Document excerpt -

┌──

When a standard low dark resistance is required, a photoconductor is overlaid with a tin oxide surface film which forms a parallel resistance without optical interference.

A regenerative electroluminescent lamp photoconductor (EL-PC) device which depends on a low resistance PC for non-linear characteristics is shown in the top drawing. The corresponding schematic is at the lower right. Glass plate 1 is coated with a transparent conductive layer 2 which may be tin oxide. EL layer 3 covers layer 2 and is in turn covered by insulator layer 4 except at a small hole 5. PC 6 is deposited over insulator 4 and through hole 5 where it makes series connection with EL layer 3. The assembly is heated to 375 degrees 425 degrees. Tin chloride solution is sprayed over the PC and further heated in air until transparent tin oxide layer 7 forms.

└──

Record excerpts -
┌──

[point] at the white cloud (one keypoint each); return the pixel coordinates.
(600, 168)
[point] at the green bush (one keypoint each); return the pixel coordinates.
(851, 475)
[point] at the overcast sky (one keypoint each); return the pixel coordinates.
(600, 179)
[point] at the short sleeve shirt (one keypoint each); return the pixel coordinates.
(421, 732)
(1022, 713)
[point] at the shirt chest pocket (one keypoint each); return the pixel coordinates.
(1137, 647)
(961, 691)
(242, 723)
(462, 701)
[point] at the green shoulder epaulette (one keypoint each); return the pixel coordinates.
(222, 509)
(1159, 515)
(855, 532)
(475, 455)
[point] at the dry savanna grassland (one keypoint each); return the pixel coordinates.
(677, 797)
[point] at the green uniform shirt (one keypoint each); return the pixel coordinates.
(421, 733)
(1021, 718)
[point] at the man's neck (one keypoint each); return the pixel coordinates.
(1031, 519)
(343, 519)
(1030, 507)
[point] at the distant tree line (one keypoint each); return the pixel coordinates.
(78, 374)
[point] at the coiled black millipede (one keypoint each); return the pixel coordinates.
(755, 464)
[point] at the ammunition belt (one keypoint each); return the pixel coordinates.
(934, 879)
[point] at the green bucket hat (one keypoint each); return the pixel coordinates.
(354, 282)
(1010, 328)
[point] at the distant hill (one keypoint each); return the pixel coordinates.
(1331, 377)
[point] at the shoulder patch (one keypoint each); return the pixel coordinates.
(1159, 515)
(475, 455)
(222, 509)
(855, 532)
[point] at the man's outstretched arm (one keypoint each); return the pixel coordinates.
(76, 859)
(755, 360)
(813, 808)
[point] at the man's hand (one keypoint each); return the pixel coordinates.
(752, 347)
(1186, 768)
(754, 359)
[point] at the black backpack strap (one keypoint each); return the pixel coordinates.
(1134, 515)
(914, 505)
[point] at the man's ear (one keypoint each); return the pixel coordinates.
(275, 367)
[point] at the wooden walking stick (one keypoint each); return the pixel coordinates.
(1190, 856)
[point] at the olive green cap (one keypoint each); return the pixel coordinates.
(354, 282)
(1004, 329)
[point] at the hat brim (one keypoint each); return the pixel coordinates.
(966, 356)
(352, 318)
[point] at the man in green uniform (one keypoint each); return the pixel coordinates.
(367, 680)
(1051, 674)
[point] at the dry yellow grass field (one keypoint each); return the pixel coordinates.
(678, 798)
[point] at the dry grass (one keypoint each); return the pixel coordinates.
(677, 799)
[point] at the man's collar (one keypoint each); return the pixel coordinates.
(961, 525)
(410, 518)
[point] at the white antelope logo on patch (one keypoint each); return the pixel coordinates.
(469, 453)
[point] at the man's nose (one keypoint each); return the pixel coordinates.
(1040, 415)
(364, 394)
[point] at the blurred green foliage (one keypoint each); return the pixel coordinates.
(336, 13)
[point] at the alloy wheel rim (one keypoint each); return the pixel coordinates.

└──

Short task 1 -
In the photoconductor passage, what is sprayed over the PC before it is further heated in air?
Short task 2 -
Continue the photoconductor passage from where it stops.

Expected answer 1 -
A tin chloride solution is sprayed over the PC.

Expected answer 2 -
A brightness voltage curve is at the lower left. The EL phosphor layer becomes luminant as the potential between terminals 8 and 9 surpasses threshold level 10. The EL becomes brighter as potential increases, and finally latches in the bright state as optical feedback from EL to PC becomes regenerative at point 11. Further increase of potential beyond point 12 has little effect. Reduction of potential has little effect above point 13 at which regeneration ceases and brightness fades to point 14. The transparent tin oxide resistance biases the device at point 14 of hysteresis loop 11, 12, 13, 14. A voltage...